◆ **AIM OF THE EXERCISE**
Your answer must be the exact lines from the one holding "of the brown" through the final line of the records below, both included, and nothing more.

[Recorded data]
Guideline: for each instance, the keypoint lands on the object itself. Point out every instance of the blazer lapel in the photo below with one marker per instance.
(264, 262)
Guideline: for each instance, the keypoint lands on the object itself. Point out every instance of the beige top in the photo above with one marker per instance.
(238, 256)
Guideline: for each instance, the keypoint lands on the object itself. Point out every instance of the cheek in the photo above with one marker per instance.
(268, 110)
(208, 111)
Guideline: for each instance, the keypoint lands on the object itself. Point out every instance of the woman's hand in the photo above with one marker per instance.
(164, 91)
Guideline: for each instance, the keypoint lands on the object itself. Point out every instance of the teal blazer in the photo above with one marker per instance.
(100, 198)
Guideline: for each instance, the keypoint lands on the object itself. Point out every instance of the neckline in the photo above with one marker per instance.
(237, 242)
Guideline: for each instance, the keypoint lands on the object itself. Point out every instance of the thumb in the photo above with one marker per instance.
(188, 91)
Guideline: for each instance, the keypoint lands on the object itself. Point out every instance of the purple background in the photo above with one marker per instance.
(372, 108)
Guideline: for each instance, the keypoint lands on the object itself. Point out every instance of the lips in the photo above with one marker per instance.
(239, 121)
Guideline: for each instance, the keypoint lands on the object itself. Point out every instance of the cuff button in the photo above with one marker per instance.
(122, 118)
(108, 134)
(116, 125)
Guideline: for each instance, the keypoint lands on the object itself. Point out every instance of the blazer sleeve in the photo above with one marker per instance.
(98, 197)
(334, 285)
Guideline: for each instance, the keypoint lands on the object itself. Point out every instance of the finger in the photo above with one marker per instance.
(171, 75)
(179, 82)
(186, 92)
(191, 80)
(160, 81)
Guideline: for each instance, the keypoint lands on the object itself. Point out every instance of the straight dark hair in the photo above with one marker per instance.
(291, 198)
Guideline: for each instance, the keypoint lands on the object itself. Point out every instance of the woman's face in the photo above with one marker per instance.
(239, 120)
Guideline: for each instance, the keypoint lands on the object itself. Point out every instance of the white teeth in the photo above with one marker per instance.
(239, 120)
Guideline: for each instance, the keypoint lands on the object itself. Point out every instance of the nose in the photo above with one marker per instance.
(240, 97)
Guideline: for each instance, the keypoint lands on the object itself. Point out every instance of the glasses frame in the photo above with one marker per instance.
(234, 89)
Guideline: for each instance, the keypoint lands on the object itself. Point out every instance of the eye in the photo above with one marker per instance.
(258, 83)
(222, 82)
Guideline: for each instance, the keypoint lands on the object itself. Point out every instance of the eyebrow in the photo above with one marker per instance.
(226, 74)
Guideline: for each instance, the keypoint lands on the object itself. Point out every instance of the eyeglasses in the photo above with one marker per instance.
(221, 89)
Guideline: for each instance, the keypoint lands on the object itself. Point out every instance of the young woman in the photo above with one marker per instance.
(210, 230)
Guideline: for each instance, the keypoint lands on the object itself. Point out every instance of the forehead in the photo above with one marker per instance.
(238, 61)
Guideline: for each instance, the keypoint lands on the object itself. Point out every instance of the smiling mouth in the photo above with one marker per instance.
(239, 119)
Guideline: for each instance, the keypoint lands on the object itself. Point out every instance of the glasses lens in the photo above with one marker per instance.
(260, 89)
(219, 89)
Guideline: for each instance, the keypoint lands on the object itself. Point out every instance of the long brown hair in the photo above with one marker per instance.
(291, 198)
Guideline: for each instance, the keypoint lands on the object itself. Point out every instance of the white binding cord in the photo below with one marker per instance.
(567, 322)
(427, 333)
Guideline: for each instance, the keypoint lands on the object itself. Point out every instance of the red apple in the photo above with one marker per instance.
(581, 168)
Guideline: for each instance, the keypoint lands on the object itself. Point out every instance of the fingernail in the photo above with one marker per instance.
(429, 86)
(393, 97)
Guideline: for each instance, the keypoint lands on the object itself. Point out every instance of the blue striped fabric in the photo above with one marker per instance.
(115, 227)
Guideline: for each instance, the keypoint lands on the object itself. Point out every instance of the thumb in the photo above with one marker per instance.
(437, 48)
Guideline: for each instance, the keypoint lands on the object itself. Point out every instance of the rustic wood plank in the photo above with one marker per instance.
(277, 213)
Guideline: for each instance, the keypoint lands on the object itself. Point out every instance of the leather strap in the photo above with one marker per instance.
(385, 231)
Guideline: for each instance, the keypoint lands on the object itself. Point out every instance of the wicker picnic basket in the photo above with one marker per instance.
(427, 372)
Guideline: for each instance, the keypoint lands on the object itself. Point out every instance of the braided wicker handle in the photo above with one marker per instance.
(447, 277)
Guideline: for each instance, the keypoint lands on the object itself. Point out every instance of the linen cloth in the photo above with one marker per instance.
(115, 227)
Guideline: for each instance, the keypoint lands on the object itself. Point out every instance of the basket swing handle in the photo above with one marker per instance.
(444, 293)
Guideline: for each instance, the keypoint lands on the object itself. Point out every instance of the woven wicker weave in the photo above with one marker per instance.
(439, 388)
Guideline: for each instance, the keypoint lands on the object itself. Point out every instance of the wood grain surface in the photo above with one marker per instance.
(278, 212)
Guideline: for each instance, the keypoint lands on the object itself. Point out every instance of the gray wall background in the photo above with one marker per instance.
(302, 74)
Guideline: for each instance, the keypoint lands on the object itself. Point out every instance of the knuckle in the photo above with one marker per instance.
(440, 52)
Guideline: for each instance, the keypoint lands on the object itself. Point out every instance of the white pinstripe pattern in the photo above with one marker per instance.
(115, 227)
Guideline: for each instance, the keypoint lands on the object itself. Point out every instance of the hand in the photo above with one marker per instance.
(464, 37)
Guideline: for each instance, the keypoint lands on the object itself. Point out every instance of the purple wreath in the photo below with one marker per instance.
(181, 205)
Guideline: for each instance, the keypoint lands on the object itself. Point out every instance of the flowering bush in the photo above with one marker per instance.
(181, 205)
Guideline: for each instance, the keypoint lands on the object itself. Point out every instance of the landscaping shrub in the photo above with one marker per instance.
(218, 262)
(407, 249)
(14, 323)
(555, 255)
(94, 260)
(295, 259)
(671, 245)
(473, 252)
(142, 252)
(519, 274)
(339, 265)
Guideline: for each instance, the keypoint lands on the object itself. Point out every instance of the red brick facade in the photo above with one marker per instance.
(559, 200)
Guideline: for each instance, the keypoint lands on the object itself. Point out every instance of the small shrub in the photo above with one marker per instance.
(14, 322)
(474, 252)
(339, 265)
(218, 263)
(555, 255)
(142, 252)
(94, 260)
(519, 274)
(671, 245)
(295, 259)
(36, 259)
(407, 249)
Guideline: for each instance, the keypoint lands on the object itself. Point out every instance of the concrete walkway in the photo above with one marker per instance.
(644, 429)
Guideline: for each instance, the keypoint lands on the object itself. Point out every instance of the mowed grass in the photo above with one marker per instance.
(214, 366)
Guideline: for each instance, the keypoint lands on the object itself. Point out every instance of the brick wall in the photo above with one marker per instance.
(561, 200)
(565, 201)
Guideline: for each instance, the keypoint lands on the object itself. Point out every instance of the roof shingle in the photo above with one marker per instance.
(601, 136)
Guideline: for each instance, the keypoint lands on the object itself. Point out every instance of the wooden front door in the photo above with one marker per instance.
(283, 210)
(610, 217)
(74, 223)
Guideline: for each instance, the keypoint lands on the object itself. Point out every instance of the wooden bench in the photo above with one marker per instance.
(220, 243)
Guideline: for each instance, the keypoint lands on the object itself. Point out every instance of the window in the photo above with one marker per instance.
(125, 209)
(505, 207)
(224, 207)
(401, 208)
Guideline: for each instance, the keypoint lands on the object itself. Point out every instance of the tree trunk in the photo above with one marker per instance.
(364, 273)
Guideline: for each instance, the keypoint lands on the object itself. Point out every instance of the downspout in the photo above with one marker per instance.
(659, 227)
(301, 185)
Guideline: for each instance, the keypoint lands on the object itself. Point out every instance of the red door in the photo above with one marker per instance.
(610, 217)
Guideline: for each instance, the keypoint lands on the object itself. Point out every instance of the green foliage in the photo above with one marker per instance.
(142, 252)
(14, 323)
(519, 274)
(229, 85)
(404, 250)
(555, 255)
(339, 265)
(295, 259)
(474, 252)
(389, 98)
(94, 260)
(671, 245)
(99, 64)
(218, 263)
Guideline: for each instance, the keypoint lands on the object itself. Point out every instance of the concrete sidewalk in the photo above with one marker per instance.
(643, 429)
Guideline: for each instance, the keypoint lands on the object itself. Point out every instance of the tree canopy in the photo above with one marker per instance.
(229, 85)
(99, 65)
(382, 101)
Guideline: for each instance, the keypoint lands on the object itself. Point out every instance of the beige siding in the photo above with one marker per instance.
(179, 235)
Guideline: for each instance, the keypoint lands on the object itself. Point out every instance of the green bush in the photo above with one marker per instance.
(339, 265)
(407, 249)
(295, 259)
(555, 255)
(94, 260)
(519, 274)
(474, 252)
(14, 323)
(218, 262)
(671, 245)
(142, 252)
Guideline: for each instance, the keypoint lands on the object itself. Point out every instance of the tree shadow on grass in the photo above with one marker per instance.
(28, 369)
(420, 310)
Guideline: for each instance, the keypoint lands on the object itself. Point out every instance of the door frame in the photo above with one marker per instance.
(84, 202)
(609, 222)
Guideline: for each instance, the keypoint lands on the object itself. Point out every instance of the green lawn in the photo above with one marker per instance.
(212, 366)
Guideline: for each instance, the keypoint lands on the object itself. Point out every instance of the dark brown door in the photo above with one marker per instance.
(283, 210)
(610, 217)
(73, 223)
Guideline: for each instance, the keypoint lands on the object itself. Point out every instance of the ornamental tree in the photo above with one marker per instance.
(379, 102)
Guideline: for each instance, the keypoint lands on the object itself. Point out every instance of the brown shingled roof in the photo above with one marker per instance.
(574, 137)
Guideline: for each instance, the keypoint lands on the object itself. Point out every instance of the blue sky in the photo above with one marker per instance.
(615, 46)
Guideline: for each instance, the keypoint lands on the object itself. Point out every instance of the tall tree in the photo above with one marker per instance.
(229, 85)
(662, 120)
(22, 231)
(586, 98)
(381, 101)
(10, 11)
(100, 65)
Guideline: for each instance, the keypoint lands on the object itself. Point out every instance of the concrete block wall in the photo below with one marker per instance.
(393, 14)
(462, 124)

◆ **TASK RESPONSE**
Guideline: for each instance, the keypoint lands on the object itself. Point out every instance of the brown shingled roof in the photo above with one marker per instance.
(574, 137)
Guideline: for each instance, the keypoint lands on the object itself. Point out every instance of the blue sky in the photo above with one marker per instance.
(615, 46)
Guideline: for each instance, the keypoint lands on the object itself. Point out every instance of the tall tree in the photo above with one marker per instance.
(229, 85)
(662, 120)
(22, 231)
(586, 98)
(381, 101)
(10, 11)
(100, 65)
Guideline: for each instance, the keypoint lands on the object itself. Point out every instance of the concrete block wall in the photo below with one marker per instance.
(393, 14)
(462, 124)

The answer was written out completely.